• WRITTEN INSTRUCTION:
Please copy the records below, substituting "draw" for each "trace" and leaving everything else unchanged.

• SUPPLIED RECORDS:
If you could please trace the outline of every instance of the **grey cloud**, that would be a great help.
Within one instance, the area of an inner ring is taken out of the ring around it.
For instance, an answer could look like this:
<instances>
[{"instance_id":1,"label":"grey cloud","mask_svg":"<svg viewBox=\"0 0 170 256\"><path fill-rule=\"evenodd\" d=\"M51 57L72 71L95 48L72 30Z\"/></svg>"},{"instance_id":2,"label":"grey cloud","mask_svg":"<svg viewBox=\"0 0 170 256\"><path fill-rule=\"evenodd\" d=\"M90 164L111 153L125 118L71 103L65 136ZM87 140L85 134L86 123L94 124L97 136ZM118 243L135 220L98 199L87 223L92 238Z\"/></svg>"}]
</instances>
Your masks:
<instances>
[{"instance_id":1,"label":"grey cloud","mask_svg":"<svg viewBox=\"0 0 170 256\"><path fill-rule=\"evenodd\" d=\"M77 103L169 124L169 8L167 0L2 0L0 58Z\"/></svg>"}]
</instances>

• SOLUTION TO THIS TASK:
If you could please draw the outline of every instance of the **grey cloud**, that would be a great help.
Within one instance, the area of an inner ring is taken out of the ring around it.
For instance, an answer could look like this:
<instances>
[{"instance_id":1,"label":"grey cloud","mask_svg":"<svg viewBox=\"0 0 170 256\"><path fill-rule=\"evenodd\" d=\"M51 57L72 71L95 48L72 30Z\"/></svg>"},{"instance_id":2,"label":"grey cloud","mask_svg":"<svg viewBox=\"0 0 170 256\"><path fill-rule=\"evenodd\" d=\"M90 164L111 153L125 118L71 103L65 136ZM87 140L85 134L86 123L94 124L97 136ZM118 243L135 220L98 199L87 223L92 238Z\"/></svg>"}]
</instances>
Your masks:
<instances>
[{"instance_id":1,"label":"grey cloud","mask_svg":"<svg viewBox=\"0 0 170 256\"><path fill-rule=\"evenodd\" d=\"M77 103L169 124L169 8L167 0L2 0L0 58Z\"/></svg>"}]
</instances>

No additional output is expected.